**Tarefa 1:** Formate como uma lista JSON de strings, uma para cada linha e sem as linhas em branco, o trecho dos registros que começa na linha que contém "block visible in it." e termina na linha que contém "xmin=299 ymin=98 xmax=347 ymax=240", com essas duas linhas incluídas.

Machado de Assis: o "bruxo do Cosme Velho" |
Meu pai e seus livros |
Nem
sei quantas vezes vi meu pai sentado na cadeira de balanço do escritório, desde
cedo da manhã, nas mãos algum Machado outra vez, quem sabe coisa de trinta leituras,
sempre as velhas edições saindo das estantes para as mãos dele e vice-versa. A
técnica de construção literária, composição dos personagens, as coisas, roupas,
detalhes dos vícios e virtudes desenhando o caráter de cada um,
os capítulos engendrando acontecimentos futuros, a omissão proposital de
algum fato para que o autor remeta a algum capítulo passado, um truque de
mestre.
Lincoln e seu Gettysburg Address (1863) |
Pois li a maior parte da obra de Machado. Agora, para
tentar desenvolver uma escrita própria, em meu aprendizado, voltei a lê-lo. Antes,
preciso retornar machadianamente ao meu colégio, com certeza o melhor do Rio na
época. E digo que valeu a pena ler Shelley, Byron, Rousseu, tudo no original. Diziam:
virem-se, há dicionários para isso. E assim também aprendemos bom inglês e
francês, até declamando de cor Abrahão Lincoln, em Gettysburg Address: Four
scores and seven years ago, our fathers brought for, in this country, a new
nation... (“Oitenta e sete anos atrás, nossos pais construíram, neste país,
uma nova nação”). Passaram pelos nossos bancos escolares Mário Henrique
Simonsen, Delfim Netto, Arnaldo Jabor, Edu Lobo, Vinicius de Morais, Pedro
Malan, Armínio Fraga, Paulo Coelho e os mais novos, como Lulu Santos, Cazuza e
Lobão. Todos com sólida formação escolar (e cada qual no seu galho), leram Machado, José de Alencar,
Becket e José Lins do Rego, que andava meio ‘proibidão’ por causa de algum pecadilho
inocente.
Coturno |
Pois
foi com Machado que cedo descobri o que era ‘algibeira’ (bolso de paletó),
coturno (bota alta com cadarço), e ‘de altos coturnos’ (pessoa de grande importância).
E provocando risadinhas pelos cantos da sala, alguém leu que fulano retirou de
sua ‘boceta’ uns trocados. Pois que boceta é apenas uma pequena bolsa, onde se
levava alguns réis ou rapé. Não sabendo a palavra, toma dicionário, bendito
costume que mantenho até hoje. Seja para conferir a grafia, a etimologia (origem)
e coisa e tal. Terminado Dom Casmurro e apaixonado pelo jeito com que Machado
deixou a trama tanto quanto inconclusiva – afinal, Capitu era a dona do enigma -,
‘baixo’ em meu simplíssimo aparelho, por uns R$ 6,00 ou cousa (volvendo e aprendendo
a lição!) que o valha, o célebre Esaú e Jacó, em que dois irmãos gêmeos têm a
história contada desde a gravidez materna até as disputas físicas e políticas de jovens adultos.

**Lista de registros:**
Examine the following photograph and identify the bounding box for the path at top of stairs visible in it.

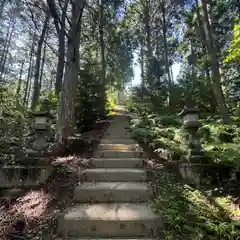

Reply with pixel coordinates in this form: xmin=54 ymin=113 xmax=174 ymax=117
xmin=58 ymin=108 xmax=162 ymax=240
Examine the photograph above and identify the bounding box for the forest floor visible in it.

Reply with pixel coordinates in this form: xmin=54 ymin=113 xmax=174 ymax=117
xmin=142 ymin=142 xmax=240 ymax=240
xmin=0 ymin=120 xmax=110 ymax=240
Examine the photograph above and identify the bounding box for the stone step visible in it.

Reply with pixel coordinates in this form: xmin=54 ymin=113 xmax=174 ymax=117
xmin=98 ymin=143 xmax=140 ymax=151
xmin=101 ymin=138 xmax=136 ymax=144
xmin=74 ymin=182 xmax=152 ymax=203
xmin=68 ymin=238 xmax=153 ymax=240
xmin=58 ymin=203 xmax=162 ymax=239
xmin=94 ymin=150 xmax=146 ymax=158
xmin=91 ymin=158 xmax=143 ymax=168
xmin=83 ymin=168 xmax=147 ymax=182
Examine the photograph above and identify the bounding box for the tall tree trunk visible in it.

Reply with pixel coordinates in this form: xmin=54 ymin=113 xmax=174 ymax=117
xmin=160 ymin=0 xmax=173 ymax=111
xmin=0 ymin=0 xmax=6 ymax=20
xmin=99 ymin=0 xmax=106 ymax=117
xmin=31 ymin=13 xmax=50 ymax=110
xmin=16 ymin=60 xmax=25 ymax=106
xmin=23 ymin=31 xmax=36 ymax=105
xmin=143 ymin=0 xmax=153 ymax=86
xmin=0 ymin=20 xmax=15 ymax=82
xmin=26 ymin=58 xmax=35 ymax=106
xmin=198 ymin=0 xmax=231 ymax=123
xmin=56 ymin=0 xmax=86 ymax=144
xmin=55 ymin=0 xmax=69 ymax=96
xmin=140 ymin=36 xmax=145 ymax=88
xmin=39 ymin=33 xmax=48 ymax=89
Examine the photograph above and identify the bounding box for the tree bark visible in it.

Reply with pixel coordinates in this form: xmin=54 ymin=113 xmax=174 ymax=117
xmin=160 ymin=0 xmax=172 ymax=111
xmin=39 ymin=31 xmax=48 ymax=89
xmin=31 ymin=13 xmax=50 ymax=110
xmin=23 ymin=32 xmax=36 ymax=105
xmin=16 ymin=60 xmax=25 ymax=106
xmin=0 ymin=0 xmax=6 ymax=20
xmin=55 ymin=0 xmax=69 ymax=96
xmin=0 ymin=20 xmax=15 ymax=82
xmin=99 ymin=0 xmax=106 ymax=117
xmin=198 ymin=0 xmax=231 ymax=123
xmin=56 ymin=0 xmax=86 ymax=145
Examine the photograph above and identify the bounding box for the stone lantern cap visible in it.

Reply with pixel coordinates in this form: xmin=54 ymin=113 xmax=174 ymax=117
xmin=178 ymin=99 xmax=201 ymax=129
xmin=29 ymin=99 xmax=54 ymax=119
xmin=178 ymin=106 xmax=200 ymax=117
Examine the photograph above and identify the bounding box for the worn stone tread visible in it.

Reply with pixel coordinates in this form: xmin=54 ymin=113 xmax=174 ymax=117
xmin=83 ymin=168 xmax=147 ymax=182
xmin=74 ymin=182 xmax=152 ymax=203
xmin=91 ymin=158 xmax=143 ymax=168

==

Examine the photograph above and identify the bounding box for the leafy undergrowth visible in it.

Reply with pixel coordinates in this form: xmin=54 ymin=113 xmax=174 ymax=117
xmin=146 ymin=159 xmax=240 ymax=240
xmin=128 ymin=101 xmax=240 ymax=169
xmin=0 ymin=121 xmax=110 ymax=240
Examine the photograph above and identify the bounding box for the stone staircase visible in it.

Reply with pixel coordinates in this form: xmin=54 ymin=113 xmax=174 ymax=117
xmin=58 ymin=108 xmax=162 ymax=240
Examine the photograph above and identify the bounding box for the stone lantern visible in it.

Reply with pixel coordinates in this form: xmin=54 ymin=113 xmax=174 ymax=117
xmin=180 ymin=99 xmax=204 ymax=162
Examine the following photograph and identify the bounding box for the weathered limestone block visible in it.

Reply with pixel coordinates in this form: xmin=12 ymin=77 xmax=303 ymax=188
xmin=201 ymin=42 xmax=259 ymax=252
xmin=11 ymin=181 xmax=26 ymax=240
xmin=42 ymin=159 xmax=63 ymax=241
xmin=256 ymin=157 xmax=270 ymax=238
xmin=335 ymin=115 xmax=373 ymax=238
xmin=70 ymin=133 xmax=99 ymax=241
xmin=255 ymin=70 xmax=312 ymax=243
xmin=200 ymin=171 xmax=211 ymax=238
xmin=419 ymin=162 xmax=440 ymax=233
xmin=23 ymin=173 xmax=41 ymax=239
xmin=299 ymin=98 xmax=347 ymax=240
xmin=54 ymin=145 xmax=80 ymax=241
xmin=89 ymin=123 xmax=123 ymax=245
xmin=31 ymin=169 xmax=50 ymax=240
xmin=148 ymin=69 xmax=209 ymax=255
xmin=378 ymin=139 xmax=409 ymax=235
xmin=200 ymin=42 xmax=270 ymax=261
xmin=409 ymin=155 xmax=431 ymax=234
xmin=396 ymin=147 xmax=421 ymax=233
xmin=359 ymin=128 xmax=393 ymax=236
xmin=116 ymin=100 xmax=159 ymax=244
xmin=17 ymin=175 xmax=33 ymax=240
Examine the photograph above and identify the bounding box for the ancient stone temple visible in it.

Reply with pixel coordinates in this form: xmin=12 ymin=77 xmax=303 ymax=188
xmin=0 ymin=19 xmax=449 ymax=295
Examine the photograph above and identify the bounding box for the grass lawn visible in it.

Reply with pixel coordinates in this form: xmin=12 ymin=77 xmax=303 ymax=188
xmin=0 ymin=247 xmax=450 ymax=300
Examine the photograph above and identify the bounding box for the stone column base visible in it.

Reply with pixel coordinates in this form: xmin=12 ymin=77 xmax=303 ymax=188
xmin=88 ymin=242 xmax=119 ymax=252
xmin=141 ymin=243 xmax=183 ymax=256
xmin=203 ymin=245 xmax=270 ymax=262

**Tarefa 2:** No texto sobre Machado de Assis, reescreva o trecho que começa nas palavras "e coisa e tal." e termina em "de jovens adultos.", substituindo "enigma" por "mistério".

**Resultado do exercício 1:**
[
  "Examine the following photograph and identify the bounding box for the weathered limestone block visible in it.",
  "Reply with pixel coordinates in this form: xmin=12 ymin=77 xmax=303 ymax=188",
  "xmin=201 ymin=42 xmax=259 ymax=252",
  "xmin=11 ymin=181 xmax=26 ymax=240",
  "xmin=42 ymin=159 xmax=63 ymax=241",
  "xmin=256 ymin=157 xmax=270 ymax=238",
  "xmin=335 ymin=115 xmax=373 ymax=238",
  "xmin=70 ymin=133 xmax=99 ymax=241",
  "xmin=255 ymin=70 xmax=312 ymax=243",
  "xmin=200 ymin=171 xmax=211 ymax=238",
  "xmin=419 ymin=162 xmax=440 ymax=233",
  "xmin=23 ymin=173 xmax=41 ymax=239",
  "xmin=299 ymin=98 xmax=347 ymax=240"
]

**Resultado do exercício 2:**
e coisa e tal. Terminado Dom Casmurro e apaixonado pelo jeito com que Machado
deixou a trama tanto quanto inconclusiva – afinal, Capitu era a dona do mistério -,
‘baixo’ em meu simplíssimo aparelho, por uns R$ 6,00 ou cousa (volvendo e aprendendo
a lição!) que o valha, o célebre Esaú e Jacó, em que dois irmãos gêmeos têm a
história contada desde a gravidez materna até as disputas físicas e políticas de jovens adultos.